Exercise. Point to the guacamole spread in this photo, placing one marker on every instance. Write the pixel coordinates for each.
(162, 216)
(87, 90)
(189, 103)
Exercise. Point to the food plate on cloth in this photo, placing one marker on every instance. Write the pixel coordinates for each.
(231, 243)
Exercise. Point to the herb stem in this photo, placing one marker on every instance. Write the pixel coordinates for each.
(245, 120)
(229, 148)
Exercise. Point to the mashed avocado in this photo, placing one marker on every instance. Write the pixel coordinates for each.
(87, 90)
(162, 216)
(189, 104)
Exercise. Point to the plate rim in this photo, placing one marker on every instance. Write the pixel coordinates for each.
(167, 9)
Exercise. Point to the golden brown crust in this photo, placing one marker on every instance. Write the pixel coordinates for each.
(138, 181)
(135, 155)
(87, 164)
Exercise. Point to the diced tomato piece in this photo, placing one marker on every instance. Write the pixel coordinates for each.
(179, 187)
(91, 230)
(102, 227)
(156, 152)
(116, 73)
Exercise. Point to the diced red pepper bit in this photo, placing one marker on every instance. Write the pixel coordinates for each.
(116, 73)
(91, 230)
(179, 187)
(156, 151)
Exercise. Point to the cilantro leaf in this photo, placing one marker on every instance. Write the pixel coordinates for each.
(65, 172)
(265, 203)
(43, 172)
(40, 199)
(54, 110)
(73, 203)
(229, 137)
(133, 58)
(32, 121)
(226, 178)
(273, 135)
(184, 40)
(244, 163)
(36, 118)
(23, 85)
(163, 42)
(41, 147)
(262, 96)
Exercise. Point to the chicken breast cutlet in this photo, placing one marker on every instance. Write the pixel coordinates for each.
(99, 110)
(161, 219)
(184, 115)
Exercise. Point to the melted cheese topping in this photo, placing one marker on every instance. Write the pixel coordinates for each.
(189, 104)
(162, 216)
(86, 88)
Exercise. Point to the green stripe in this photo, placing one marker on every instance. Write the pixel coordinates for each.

*Task to carry out*
Reproduce the entire listing above line for line, changing nothing.

*Response to this task*
Exercise. Point to the guacamole spread in this photo, placing one marker on every instance. Write the pixel coordinates for each.
(162, 216)
(87, 90)
(189, 103)
Exercise. Point to the food plate on cloth in this photo, placing one marker on every instance. Write the pixel coordinates for each.
(231, 243)
Exercise. Point to the herb stem in this photo, placing one marker on every instance. Write the pixel coordinates for each.
(245, 120)
(229, 148)
Exercise. Point to the mashed avocado in this photo, placing one marker on every instance. Write the pixel coordinates for each.
(87, 90)
(162, 216)
(189, 104)
Exercise. Point to the plate rim in this photo, placing one marker on every instance. Write the pixel coordinates for each.
(167, 9)
Exercise. Point to the golden brown crust in this photo, placing one marker on every instance. Write the pixel coordinates for each.
(138, 181)
(135, 155)
(87, 164)
Exercise. Point to the diced tomato piece in this photo, placing one marker on every instance. Write the pixel coordinates for each.
(179, 187)
(91, 230)
(102, 227)
(156, 152)
(116, 73)
Exercise. Point to the diced red pepper bit in this photo, placing one marker on every instance. Write the pixel coordinates for each.
(116, 73)
(91, 230)
(179, 187)
(156, 151)
Exercise. Point to the cilantro leaf in this photo, placing one marker on every instance. Write the pixel coordinates for each.
(65, 172)
(265, 203)
(43, 172)
(40, 199)
(54, 110)
(73, 203)
(229, 137)
(133, 58)
(32, 121)
(226, 178)
(273, 135)
(184, 40)
(244, 163)
(36, 118)
(23, 85)
(163, 42)
(41, 147)
(262, 96)
Exercise. Point to the chicken breast cutlet in this photo, placing one marker on every instance. Write the pixel coordinates for each.
(99, 110)
(161, 219)
(184, 115)
Exercise. Point to the melted cheese topping in this photo, placing one marker on every instance. Write the pixel coordinates for each.
(189, 104)
(162, 216)
(86, 88)
Exercise. Point to the green stripe in this photo, placing one marker on every instance. Write the pixel coordinates for each.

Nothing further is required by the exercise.